▶ _Problem to solve_
Count the lines in the data below that contain the word "green" and reply with that number alone.

◆ ◆ ◆ ◆ ◆

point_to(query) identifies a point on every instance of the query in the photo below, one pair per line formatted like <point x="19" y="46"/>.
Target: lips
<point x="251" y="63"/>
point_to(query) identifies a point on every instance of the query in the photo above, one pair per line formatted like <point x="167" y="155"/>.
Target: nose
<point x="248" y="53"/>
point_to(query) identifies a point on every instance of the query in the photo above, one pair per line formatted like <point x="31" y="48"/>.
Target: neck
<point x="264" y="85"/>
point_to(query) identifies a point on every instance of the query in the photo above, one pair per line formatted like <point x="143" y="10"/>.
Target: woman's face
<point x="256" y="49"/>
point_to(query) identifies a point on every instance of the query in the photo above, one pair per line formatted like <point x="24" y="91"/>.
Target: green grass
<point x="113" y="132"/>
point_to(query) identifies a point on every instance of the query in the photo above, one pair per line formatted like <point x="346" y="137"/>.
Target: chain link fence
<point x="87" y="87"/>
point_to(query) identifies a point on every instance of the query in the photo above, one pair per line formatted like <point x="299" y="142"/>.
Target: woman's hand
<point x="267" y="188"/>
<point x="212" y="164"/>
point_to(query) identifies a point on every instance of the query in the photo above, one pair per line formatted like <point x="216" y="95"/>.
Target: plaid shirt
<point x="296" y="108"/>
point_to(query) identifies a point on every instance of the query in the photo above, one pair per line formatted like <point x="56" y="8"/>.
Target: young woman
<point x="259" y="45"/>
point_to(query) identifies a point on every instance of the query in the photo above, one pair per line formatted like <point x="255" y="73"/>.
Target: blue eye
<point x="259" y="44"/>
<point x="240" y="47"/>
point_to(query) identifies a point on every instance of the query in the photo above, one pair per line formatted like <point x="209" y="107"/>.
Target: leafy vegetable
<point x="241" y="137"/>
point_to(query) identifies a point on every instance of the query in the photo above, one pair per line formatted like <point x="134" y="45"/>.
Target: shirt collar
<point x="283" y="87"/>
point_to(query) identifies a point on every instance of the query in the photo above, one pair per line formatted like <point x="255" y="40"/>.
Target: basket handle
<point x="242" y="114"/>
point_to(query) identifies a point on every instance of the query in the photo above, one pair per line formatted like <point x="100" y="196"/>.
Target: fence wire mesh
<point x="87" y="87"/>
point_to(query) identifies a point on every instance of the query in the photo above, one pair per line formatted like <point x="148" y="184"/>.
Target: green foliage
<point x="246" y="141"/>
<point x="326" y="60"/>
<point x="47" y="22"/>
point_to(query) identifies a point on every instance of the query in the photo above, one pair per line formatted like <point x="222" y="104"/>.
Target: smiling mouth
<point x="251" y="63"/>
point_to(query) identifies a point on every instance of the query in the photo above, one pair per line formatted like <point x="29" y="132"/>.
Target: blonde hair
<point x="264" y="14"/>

◆ ◆ ◆ ◆ ◆

▶ _Output below_
2